(Shape labeling rows)

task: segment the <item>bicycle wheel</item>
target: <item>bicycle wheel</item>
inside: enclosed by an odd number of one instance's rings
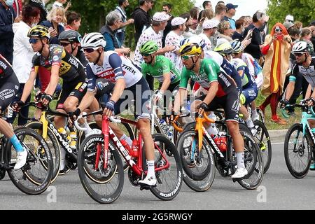
[[[155,172],[157,186],[150,188],[150,190],[161,200],[172,200],[178,194],[183,182],[181,159],[175,146],[166,136],[161,134],[155,134],[152,137],[155,150],[161,154],[160,159],[158,161],[155,160],[155,169],[164,167],[167,163],[169,167]],[[143,153],[145,160],[144,148]]]
[[[202,149],[200,150],[197,133],[194,130],[186,130],[179,136],[176,146],[183,169],[190,178],[202,181],[210,172],[214,172],[214,157],[205,137],[202,139]]]
[[[53,117],[50,117],[50,119],[53,120]],[[34,121],[27,123],[25,125],[26,127],[29,127],[33,130],[35,130],[39,135],[43,134],[43,124],[41,122]],[[52,132],[52,130],[48,127],[47,129],[47,138],[45,139],[47,145],[50,149],[50,152],[52,155],[52,162],[54,164],[52,171],[52,177],[51,182],[54,182],[58,176],[61,161],[61,150],[64,150],[60,148],[57,136]]]
[[[22,127],[15,131],[22,146],[27,150],[25,165],[20,169],[8,169],[13,184],[27,195],[39,195],[48,188],[52,177],[52,157],[45,140],[36,132]],[[6,147],[5,162],[13,166],[17,153],[10,142]]]
[[[116,200],[122,190],[124,170],[120,155],[111,139],[108,142],[108,167],[103,167],[104,136],[92,134],[84,139],[78,155],[78,172],[84,190],[100,204]],[[96,149],[101,147],[99,167],[95,167]]]
[[[284,140],[284,159],[290,173],[302,178],[309,172],[313,141],[309,133],[303,136],[302,124],[294,124]]]
[[[264,174],[267,172],[272,160],[272,144],[269,136],[268,130],[266,126],[260,120],[253,122],[257,134],[255,135],[255,140],[258,144],[259,148],[261,150],[261,155],[264,162]]]
[[[238,182],[246,189],[254,190],[260,185],[262,181],[264,174],[262,157],[251,130],[245,125],[239,125],[239,132],[243,136],[244,143],[244,163],[248,174]],[[234,149],[232,152],[232,160],[236,160]]]

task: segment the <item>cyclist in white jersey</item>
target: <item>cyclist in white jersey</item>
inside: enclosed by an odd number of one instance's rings
[[[144,139],[148,165],[148,174],[139,183],[155,186],[157,181],[154,170],[154,143],[150,129],[150,111],[146,106],[150,99],[148,83],[143,78],[140,70],[130,59],[114,51],[105,52],[104,47],[106,44],[103,35],[99,33],[88,34],[81,41],[81,46],[89,61],[86,69],[88,91],[74,115],[79,115],[80,111],[89,107],[92,102],[96,93],[96,80],[99,78],[115,83],[111,96],[103,99],[103,103],[106,104],[103,114],[107,117],[110,117],[113,113],[120,113],[126,109],[126,106],[130,105],[132,100],[136,97],[135,117]],[[127,99],[124,97],[122,97],[125,93],[127,94]],[[122,106],[122,103],[125,107]],[[116,136],[122,139],[124,136],[123,132],[118,127],[112,124],[110,125]]]

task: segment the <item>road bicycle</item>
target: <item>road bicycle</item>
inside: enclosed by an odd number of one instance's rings
[[[6,120],[0,117],[0,119]],[[17,153],[3,134],[0,136],[0,179],[6,172],[13,184],[25,194],[35,195],[43,192],[50,186],[52,176],[52,157],[45,140],[35,131],[26,127],[14,130],[28,155],[25,165],[13,169]]]
[[[102,114],[102,111],[89,115]],[[81,115],[84,116],[84,115]],[[80,118],[80,117],[79,117]],[[137,122],[120,117],[102,118],[102,134],[88,136],[80,146],[78,171],[80,180],[87,193],[96,202],[108,204],[115,201],[124,183],[123,166],[120,155],[129,165],[128,178],[134,186],[146,175],[144,146],[141,134],[138,134],[139,157],[130,152],[118,140],[108,125],[111,122],[126,122],[137,127]],[[178,194],[182,184],[182,167],[174,146],[160,134],[153,135],[155,154],[155,169],[158,183],[155,187],[140,186],[148,189],[162,200],[173,200]]]
[[[204,122],[216,123],[225,130],[227,150],[221,152],[203,126]],[[239,124],[239,131],[244,142],[244,163],[248,174],[241,179],[233,179],[242,187],[252,190],[257,188],[262,181],[263,162],[260,150],[251,131]],[[183,168],[192,179],[202,181],[207,178],[204,189],[210,188],[215,176],[216,167],[222,176],[230,176],[236,171],[237,160],[232,146],[232,137],[224,121],[214,121],[206,113],[197,115],[196,122],[187,125],[181,134],[177,144],[180,151]]]
[[[290,106],[300,108],[302,113],[300,122],[293,125],[286,132],[284,158],[292,176],[302,178],[309,172],[311,162],[314,158],[315,136],[308,120],[315,119],[315,113],[312,106],[305,104],[305,100],[301,100],[299,104],[287,105],[282,108],[284,117],[289,117],[286,110]]]

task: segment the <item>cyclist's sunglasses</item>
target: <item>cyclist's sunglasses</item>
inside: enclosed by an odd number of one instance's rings
[[[37,38],[30,38],[29,39],[29,43],[33,43],[33,44],[36,43],[37,41],[39,41],[39,39],[37,39]]]

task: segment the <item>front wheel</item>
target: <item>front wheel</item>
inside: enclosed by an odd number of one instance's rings
[[[308,133],[303,134],[301,124],[294,124],[284,140],[284,159],[290,173],[302,178],[309,172],[312,160],[312,140]]]
[[[101,150],[97,158],[97,149]],[[110,204],[120,195],[124,185],[124,170],[120,155],[112,140],[108,141],[108,165],[104,168],[104,139],[92,134],[84,139],[78,154],[78,172],[84,189],[100,204]],[[98,167],[95,161],[99,160]]]

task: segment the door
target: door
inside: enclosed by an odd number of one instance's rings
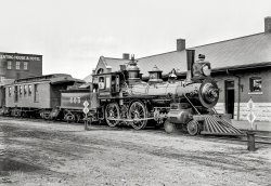
[[[17,102],[17,85],[14,87],[14,102]]]
[[[225,112],[234,116],[234,81],[224,82],[224,99],[225,99]]]

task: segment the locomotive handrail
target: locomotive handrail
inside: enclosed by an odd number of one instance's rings
[[[158,97],[157,95],[133,95],[133,96],[126,96],[126,97],[98,97],[99,99],[106,99],[106,98],[109,98],[109,99],[125,99],[125,98],[155,98],[155,97]]]
[[[108,120],[115,120],[115,121],[144,121],[144,120],[151,120],[154,118],[143,118],[143,119],[124,119],[124,118],[107,118]]]
[[[196,109],[196,107],[192,104],[192,102],[189,99],[189,97],[183,94],[183,96],[189,101],[190,105],[196,110],[197,115],[201,115],[201,112]]]

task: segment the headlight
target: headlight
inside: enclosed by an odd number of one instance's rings
[[[207,65],[203,66],[204,76],[210,76],[210,68]]]

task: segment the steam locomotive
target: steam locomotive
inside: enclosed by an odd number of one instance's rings
[[[163,71],[155,66],[149,71],[149,81],[142,81],[134,57],[118,71],[93,74],[92,83],[85,88],[82,81],[68,75],[16,80],[4,87],[5,106],[0,114],[38,115],[43,119],[69,122],[82,119],[105,121],[112,128],[127,124],[136,130],[144,129],[149,123],[157,128],[164,124],[168,133],[182,125],[191,135],[241,134],[231,125],[228,115],[218,115],[214,109],[219,89],[210,78],[210,63],[204,55],[194,63],[193,50],[186,50],[186,59],[184,80],[177,80],[173,69],[164,81]],[[86,101],[90,110],[87,117],[82,112]]]
[[[219,89],[210,78],[210,63],[202,54],[194,63],[194,50],[186,50],[186,58],[188,75],[181,81],[177,81],[175,69],[168,81],[163,81],[157,67],[149,71],[149,82],[142,81],[134,57],[119,71],[93,75],[92,121],[105,120],[109,127],[128,124],[136,130],[152,122],[156,127],[164,124],[168,133],[184,125],[191,135],[240,134],[228,115],[218,115],[214,109]]]

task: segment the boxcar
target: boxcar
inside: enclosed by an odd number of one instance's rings
[[[15,80],[5,85],[5,107],[12,116],[40,115],[52,118],[52,110],[61,105],[61,90],[83,81],[70,75],[54,74]]]

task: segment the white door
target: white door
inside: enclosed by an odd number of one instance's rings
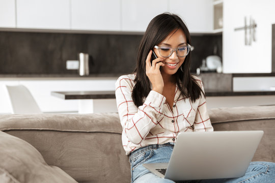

> [TO DO]: Copy out the rows starting with the line containing "task: segment the door" and going on through the line containing "[[[207,65],[203,66],[204,76],[210,76],[210,68]]]", both of those lines included, character for character. Leave the pictures out of your copy.

> [RESPONSE]:
task: segment the door
target: door
inside: enclosed by an odd number of one instance's rings
[[[17,102],[17,85],[14,87],[14,102]]]
[[[225,112],[234,116],[234,81],[224,82],[224,99],[225,99]]]

task: segment the locomotive handrail
target: locomotive handrail
inside: enclosed by an odd number of one instance's rings
[[[158,97],[157,95],[133,95],[133,96],[126,96],[126,97],[98,97],[99,99],[106,99],[106,98],[109,98],[109,99],[125,99],[125,98],[155,98],[155,97]]]
[[[108,120],[115,120],[115,121],[144,121],[144,120],[151,120],[154,118],[143,118],[143,119],[124,119],[124,118],[107,118]]]
[[[196,109],[196,107],[192,104],[192,102],[189,99],[189,97],[183,94],[183,96],[189,101],[190,105],[196,110],[197,115],[201,115],[201,112]]]

task: segment the headlight
target: headlight
inside: enclosed by an odd number of one instance's rings
[[[207,65],[203,66],[204,76],[210,76],[210,68]]]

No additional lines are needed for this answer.